╔══

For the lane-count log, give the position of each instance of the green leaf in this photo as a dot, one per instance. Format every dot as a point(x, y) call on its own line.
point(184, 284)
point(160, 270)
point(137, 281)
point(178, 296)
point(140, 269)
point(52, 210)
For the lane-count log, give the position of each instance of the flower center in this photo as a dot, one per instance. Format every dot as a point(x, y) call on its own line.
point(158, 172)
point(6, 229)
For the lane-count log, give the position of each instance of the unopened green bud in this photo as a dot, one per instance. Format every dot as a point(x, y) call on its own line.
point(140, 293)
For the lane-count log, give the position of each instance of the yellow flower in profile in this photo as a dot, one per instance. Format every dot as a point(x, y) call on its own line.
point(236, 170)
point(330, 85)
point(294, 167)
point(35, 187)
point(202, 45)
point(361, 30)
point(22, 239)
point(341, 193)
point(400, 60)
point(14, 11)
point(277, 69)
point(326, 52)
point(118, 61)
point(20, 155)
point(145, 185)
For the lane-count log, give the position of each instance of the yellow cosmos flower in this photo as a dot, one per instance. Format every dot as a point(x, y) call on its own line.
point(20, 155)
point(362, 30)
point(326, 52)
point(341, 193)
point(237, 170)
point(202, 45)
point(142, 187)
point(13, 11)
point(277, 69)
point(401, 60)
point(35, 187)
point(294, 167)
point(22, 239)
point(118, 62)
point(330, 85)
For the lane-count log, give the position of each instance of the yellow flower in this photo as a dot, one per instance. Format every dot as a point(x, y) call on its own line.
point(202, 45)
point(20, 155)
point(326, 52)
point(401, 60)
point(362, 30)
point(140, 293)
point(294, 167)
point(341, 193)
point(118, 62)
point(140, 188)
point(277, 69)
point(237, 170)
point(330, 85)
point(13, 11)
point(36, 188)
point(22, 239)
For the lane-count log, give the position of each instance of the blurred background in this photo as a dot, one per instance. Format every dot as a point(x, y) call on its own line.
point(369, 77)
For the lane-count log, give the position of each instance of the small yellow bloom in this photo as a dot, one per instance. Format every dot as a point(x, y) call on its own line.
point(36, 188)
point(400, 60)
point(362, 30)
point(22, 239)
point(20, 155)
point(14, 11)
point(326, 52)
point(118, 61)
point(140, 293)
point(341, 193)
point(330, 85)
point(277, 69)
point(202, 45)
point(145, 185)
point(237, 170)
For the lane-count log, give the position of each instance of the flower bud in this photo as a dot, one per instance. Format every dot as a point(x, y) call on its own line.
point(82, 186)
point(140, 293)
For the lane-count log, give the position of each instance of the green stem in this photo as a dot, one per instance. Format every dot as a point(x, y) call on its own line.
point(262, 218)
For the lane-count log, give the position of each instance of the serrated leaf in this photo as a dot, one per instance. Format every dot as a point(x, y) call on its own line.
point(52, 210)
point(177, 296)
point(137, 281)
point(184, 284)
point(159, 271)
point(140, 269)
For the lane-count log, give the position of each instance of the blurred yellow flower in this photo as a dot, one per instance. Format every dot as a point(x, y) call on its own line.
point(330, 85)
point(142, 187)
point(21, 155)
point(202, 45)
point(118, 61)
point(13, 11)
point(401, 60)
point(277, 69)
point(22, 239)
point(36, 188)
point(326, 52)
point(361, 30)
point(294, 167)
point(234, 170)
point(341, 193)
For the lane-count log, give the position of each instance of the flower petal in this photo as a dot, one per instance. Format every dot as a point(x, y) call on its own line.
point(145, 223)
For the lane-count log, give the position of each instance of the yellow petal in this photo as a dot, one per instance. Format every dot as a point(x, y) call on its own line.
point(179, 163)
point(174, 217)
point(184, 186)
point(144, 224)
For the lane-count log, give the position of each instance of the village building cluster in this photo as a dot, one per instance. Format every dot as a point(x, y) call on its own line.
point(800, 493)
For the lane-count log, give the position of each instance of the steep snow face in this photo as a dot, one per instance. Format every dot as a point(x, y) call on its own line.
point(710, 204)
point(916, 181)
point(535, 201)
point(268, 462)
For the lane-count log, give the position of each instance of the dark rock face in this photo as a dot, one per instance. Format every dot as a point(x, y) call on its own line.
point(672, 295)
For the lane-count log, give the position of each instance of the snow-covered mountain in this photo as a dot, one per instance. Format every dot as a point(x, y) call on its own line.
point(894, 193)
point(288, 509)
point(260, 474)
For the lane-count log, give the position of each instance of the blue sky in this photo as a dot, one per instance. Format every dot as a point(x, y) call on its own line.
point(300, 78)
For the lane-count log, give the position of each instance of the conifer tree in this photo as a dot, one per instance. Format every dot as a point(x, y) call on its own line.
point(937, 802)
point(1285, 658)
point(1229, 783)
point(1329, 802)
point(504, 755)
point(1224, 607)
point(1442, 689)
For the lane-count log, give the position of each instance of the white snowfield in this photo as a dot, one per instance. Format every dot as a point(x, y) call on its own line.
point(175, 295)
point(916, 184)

╚══

§ STATED GOAL:
Reproduce every line in the stretch from the one containing "the yellow petal" through the end of the lines above, both ends included and none omitted. Increase each x and y coordinate in the points by 80, and leave all other text unchanged.

§ OUTPUT FOR THIS TASK:
For the lane-count log, give the position of each instance of the yellow petal in this photo as a dot, one per instance. Format every dot as a point(x, y) call on its own line.
point(259, 243)
point(254, 297)
point(264, 266)
point(224, 304)
For the lane-count log, give the position of each instance of the village building cluster in this photo as a dot, one per instance. Format every dot as a point(x, y) call on its own line.
point(880, 573)
For the lane-count log, give the position of each instance of the steep snow face in this photo as a dot, one per instance. Format every dot as a point(x, y) call on its own line.
point(790, 284)
point(996, 261)
point(615, 281)
point(348, 542)
For the lane-count log, give the position of each instance of the dark rock face in this photo as a dot, one per instance. Format every dot as a point(x, y) call on its own line.
point(752, 375)
For the lane-count log, give the position of each instance of the snow-covered mountain in this photo as a dot, one per instance. Format every dot as a point(x, y) call on its own line.
point(974, 273)
point(368, 589)
point(340, 554)
For the lane-count log, give the position of each instance of the blue sky in this photo as a dot, one per instance. Format every dot as a point(x, y) call on its own line.
point(380, 158)
For the lane-count log, give the position of each instance of the conifer tree in this photo as a dot, one per instance. Format every dot as a point(x, y) call on its own line.
point(1017, 882)
point(1365, 738)
point(1309, 863)
point(1409, 882)
point(584, 835)
point(1304, 687)
point(1522, 769)
For the lane-count log, give the position of each instance of the white snowfield in this photo as a dot, one per instance. Format every dot as a point(x, y) call on its own line.
point(255, 375)
point(996, 264)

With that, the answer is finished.